#### [WHAT THE TASK ASKS]
Where an entry holds an image, skip the image but reproduce the rest word for word.

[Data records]
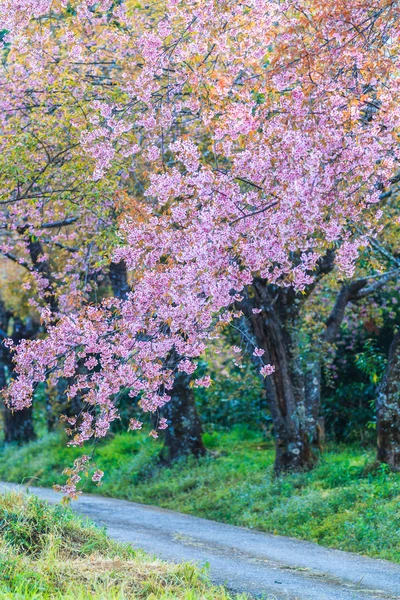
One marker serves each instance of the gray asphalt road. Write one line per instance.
(243, 560)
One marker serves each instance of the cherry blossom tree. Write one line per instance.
(270, 128)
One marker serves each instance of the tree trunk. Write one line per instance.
(183, 435)
(388, 409)
(18, 425)
(294, 419)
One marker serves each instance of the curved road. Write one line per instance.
(243, 560)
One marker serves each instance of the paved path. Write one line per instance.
(244, 560)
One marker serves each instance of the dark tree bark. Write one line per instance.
(294, 390)
(18, 425)
(388, 410)
(119, 280)
(184, 433)
(295, 414)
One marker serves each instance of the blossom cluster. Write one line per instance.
(266, 129)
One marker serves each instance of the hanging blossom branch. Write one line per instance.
(274, 92)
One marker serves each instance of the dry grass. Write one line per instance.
(50, 553)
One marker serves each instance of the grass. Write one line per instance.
(50, 553)
(347, 501)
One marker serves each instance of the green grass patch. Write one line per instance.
(51, 553)
(346, 502)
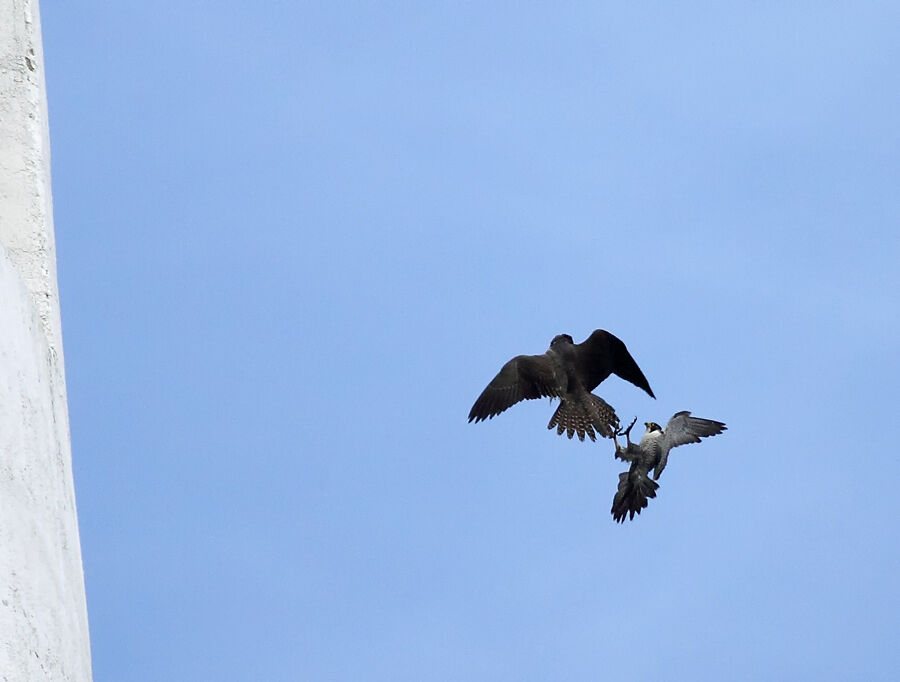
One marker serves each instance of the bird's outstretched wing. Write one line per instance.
(523, 378)
(602, 354)
(635, 489)
(682, 429)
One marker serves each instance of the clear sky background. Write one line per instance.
(295, 242)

#### [RESULT OF THE EXERCISE]
One marker serves each instance of the gray asphalt road. Write one line per instance.
(243, 560)
One marker serves each instance of the cherry blossom tree. Write one line per instance.
(270, 128)
One marker serves each instance of the tree trunk. Write one line per instance.
(183, 435)
(388, 409)
(18, 425)
(294, 419)
One marker serves each instance of the curved road. Write one line per instance.
(243, 560)
One marker serves each instance of the paved path. Write one line per instance.
(244, 560)
One marker serves each instance of the dark tree bark. Write one line per instance.
(294, 390)
(18, 425)
(388, 410)
(119, 280)
(184, 433)
(295, 414)
One marker serves each instance of the blossom cluster. Write one line per instance.
(266, 129)
One marker serves each instance of the hanging blossom branch. Write one line per instance.
(274, 92)
One marker serves each instance of the dry grass. Write one line per instance.
(50, 553)
One marker serves each instance of the grass. Write one line per instance.
(50, 553)
(347, 501)
One marker serves each instance of the green grass patch. Write one line per instance.
(51, 553)
(346, 502)
One marker serves each instance of the bird's outstretched wing. Write one line per instance.
(523, 378)
(602, 354)
(635, 489)
(682, 429)
One marker serves each instance of the clear sky background. Write one line per instance.
(295, 242)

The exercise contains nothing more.